Provided passage:
Farms and ranches consume 80% of Western water supplies yet generate less than 1% of states’ gross domestic product, says Hal Rothman, a history professor at the University of Nevada, Las Vegas.
“The real question isn’t whether water will be transferred from rural to urban use,” he says. “The debate is over the terms of the transfer, how rural communities that cede water will derive fair and valuable benefits from it.”
Opponents of the water authority plan say it’s one more instance of water flowing uphill toward money, like Los Angeles’ notorious “water grab” from the Owens Valley in the early 1900s. That diversion — basis of the 1974 movie Chinatown— allowed L.A. to grow but dried up a productive farm region.
“The parallels are stark,” says Greg James, former director of the Inyo County, Calif., water department in the Owens Valley. “They’re looking to build a pipeline, pump groundwater, and they’re already acquiring ranchland.”
State water laws and federal environmental regulations wouldn’t permit a repeat of Owens Valley, but ranchers want a guarantee that if the land suffers, the pumps would be shut down. Otherwise, “by the time we see the effects of pumping, it will be too late,” says Gary Perea, a Democratic commissioner in White Pine County.

What is asked:
Answer these questions from the passage on Western water use:
(a) What share of Western water supplies do farms and ranches consume?
(b) Which 1974 movie was based on the Owens Valley diversion?
(c) What position does Gary Perea hold?
The stored data entries are separate material, unrelated to the passage on Western water use.

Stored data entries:
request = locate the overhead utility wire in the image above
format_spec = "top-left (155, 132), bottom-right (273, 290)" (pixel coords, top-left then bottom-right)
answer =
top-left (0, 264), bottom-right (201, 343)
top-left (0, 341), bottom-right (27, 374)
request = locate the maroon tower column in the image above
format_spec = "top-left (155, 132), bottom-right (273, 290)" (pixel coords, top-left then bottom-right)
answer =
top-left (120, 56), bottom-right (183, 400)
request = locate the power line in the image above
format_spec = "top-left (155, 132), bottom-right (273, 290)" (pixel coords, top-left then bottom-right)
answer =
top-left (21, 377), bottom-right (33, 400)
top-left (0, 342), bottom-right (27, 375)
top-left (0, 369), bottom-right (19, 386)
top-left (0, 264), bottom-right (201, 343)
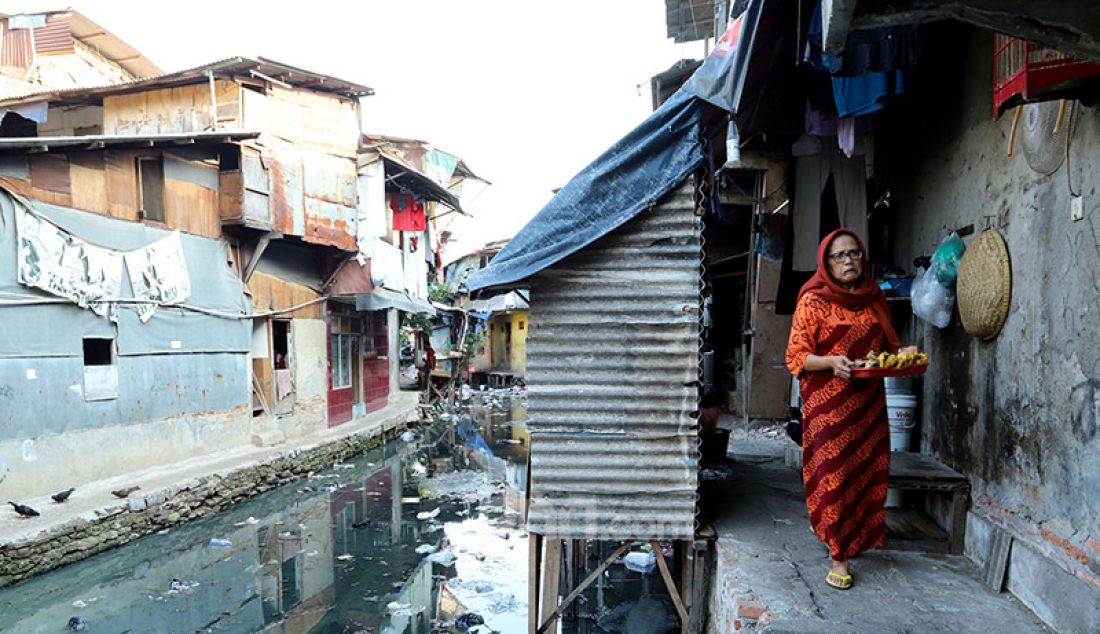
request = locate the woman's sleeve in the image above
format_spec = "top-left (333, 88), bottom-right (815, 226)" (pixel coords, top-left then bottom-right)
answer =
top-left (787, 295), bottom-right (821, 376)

Result of this task:
(a) 80%
(b) Chinatown
(c) He is a Democratic commissioner in White Pine County.